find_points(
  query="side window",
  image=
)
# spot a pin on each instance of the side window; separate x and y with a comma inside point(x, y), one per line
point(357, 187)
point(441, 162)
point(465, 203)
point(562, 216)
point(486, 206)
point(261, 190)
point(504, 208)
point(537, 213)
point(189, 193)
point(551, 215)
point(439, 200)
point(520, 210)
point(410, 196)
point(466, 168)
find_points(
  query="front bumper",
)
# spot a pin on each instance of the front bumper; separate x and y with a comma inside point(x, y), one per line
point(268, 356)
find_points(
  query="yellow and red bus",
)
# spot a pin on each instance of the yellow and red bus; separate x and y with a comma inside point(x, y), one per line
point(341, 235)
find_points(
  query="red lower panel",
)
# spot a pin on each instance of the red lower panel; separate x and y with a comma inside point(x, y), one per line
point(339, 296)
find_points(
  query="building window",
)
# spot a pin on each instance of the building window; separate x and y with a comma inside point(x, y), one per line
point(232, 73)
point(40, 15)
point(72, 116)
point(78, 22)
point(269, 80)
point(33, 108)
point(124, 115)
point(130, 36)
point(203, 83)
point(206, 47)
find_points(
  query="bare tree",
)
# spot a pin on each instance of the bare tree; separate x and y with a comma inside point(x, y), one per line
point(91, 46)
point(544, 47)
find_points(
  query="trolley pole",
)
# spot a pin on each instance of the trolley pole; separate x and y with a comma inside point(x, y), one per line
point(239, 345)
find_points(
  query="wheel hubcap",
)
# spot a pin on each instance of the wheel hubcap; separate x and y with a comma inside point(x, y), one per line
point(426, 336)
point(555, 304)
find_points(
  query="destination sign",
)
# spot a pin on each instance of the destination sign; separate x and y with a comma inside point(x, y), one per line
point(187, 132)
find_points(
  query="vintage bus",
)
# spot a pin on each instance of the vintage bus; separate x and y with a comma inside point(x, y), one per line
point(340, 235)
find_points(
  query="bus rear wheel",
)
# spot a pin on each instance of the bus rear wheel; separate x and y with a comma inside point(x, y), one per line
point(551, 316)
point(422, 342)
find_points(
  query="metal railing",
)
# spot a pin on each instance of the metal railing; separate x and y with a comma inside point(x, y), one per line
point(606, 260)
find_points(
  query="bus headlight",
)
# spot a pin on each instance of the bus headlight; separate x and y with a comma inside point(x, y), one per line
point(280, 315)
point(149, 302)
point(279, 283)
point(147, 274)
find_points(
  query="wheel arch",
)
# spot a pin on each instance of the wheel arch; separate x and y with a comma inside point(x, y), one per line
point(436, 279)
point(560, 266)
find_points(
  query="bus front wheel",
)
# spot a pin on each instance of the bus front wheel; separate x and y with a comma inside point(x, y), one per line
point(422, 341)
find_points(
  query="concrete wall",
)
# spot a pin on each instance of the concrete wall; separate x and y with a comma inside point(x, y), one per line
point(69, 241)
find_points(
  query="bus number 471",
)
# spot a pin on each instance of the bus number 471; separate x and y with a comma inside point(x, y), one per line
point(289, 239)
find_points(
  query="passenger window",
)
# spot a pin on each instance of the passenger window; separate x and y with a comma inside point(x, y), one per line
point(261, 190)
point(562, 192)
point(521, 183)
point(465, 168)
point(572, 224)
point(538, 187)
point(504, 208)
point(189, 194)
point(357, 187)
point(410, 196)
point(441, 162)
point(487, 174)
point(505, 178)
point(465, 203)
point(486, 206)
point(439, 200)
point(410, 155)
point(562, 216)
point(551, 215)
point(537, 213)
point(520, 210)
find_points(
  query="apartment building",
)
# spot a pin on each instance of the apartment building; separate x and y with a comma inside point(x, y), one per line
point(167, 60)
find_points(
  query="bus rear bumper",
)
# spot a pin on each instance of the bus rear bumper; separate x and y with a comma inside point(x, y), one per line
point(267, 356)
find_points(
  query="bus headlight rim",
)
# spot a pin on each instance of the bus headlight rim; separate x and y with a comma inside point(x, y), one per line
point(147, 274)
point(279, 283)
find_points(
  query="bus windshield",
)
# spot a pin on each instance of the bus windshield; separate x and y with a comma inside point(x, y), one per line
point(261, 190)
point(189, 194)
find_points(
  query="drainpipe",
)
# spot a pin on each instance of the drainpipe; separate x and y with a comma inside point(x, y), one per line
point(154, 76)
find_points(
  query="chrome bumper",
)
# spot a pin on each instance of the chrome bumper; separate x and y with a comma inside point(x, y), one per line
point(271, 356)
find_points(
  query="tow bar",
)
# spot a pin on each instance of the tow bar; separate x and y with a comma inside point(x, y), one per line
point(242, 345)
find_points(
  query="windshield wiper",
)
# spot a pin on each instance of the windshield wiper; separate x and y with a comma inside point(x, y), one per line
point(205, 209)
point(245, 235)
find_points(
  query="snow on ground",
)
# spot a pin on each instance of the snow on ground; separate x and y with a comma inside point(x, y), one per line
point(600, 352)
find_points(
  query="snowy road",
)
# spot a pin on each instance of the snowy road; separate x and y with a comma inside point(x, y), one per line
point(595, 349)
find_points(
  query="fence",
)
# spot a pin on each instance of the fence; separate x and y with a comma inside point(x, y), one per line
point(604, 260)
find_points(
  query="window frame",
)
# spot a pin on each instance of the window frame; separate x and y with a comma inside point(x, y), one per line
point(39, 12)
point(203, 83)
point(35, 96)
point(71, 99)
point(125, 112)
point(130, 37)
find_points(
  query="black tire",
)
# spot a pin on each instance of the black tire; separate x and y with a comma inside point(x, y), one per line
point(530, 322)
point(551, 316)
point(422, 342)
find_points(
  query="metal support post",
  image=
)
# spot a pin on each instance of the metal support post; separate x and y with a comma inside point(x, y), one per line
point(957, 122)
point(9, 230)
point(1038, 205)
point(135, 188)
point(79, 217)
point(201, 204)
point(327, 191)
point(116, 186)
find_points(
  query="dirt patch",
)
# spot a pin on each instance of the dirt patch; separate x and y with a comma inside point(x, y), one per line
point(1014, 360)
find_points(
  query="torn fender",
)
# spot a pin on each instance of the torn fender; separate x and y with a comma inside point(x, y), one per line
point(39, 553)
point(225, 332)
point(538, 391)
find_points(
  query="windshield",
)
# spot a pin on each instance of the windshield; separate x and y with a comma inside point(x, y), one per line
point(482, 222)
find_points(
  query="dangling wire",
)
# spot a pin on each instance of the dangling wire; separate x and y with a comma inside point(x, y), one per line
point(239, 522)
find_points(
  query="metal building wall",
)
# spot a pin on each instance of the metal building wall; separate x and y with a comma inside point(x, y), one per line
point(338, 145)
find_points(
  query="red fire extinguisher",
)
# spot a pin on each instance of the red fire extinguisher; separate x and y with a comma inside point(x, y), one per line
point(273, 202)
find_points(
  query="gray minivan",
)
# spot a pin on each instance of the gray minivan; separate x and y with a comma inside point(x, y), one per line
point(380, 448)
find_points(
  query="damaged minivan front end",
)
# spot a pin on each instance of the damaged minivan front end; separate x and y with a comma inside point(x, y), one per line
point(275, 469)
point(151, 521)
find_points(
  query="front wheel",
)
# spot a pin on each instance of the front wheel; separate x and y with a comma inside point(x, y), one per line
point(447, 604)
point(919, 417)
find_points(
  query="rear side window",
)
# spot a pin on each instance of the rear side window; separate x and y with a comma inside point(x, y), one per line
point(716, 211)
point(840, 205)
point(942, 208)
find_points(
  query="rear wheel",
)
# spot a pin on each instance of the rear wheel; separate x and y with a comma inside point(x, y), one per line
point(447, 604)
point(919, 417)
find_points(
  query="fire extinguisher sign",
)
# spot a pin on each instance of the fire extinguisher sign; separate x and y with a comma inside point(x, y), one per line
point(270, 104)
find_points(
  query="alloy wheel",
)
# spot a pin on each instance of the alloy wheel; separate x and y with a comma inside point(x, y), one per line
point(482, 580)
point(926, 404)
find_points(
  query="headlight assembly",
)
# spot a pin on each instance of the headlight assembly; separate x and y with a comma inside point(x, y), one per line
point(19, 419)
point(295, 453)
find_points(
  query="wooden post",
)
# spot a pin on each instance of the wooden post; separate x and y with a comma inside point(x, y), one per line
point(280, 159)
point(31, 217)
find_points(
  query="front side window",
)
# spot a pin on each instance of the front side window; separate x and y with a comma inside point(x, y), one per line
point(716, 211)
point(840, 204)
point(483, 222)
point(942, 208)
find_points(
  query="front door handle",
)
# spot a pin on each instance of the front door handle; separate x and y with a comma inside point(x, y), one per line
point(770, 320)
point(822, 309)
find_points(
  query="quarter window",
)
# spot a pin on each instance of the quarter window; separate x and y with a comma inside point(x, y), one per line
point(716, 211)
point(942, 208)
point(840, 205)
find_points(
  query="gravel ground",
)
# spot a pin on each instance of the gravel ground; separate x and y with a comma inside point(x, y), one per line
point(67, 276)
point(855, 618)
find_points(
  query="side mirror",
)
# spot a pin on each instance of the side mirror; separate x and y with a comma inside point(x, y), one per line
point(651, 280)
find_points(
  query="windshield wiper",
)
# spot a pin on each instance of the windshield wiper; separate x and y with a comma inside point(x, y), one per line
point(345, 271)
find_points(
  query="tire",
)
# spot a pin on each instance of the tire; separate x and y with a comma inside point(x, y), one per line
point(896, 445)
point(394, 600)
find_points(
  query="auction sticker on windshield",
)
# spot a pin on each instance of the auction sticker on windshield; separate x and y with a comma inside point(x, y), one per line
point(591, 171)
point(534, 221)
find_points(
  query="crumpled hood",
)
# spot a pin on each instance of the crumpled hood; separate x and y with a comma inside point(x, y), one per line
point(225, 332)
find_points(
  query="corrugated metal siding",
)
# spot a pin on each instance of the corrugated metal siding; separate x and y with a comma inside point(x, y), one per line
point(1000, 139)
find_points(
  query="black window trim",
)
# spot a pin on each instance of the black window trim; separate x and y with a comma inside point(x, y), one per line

-.-.-

**What this task involves**:
Include in the answer nothing but an exact repetition of the lines from the one with "# spot a pin on each instance of the tire;" through the end of the material.

**Result**:
# spot a pin on each instance of the tire; separate x and y with a comma inside point(x, y), one per line
point(896, 445)
point(394, 600)
find_points(
  query="auction sticker on windshield",
)
# spot a pin on each instance of the auction sticker on windshield; separate x and y with a comma inside point(x, y), one per line
point(591, 171)
point(534, 221)
find_points(
  query="crumpled hood",
)
# spot a pin on each instance of the crumpled hood; separate x and y with a comma inside point(x, y), one per line
point(225, 332)
find_points(
  query="corrugated metal siding",
)
# spot a pin on each instance of the corrugated metal siding; separate x and y with a comma inside point(x, y), one per line
point(1000, 139)
find_points(
  query="black window trim",
)
# spot a pin on each instance of the black window trim; separate x and y with a comma inside point(x, y), one per line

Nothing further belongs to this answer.